◆ **Text to read**
= = =

Overall Product Risks

• Complexity: Medium
• Halo Effect: Medium

Comments to reviewers

Please describe any additional information such as what to focus on, or historical info for the reviewers.

Checklist

Before review:

• Changelog entry added.
  • Explains the change in Changed, Fixed, Added sections.
  • For API change contains an example snippet and/or migration example.
  • JIRA ticket linked, example (case %%). If it is a private issue, just add the case ID without a link.
  • Jira port for the next release set as "Resolved".
• Tests added/changed, if applicable.
  • Functional tests Area_CanDoX, Area_CanDoX_EvenIfYIsTheCase, Area_WhenIDoX_AndYHappens_ThisIsTheResult.
  • Performance tests.
  • Integration tests.
• Docs for new/changed API's.
  • Xmldoc cross references are set correctly.
  • Added explanation how the API works.

= = =

◆ **Data segment**
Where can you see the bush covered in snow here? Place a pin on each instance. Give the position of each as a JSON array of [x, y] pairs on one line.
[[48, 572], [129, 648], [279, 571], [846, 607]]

= = =

◆ **Exercise objective**
Write out the review checklist text word for word, starting at "Please describe any" and ending at "added/changed, if applicable.".

◆ **Result of this task**
Please describe any additional information such as what to focus on, or historical info for the reviewers.

Checklist

Before review:

• Changelog entry added.
  • Explains the change in Changed, Fixed, Added sections.
  • For API change contains an example snippet and/or migration example.
  • JIRA ticket linked, example (case %%). If it is a private issue, just add the case ID without a link.
  • Jira port for the next release set as "Resolved".
• Tests added/changed, if applicable.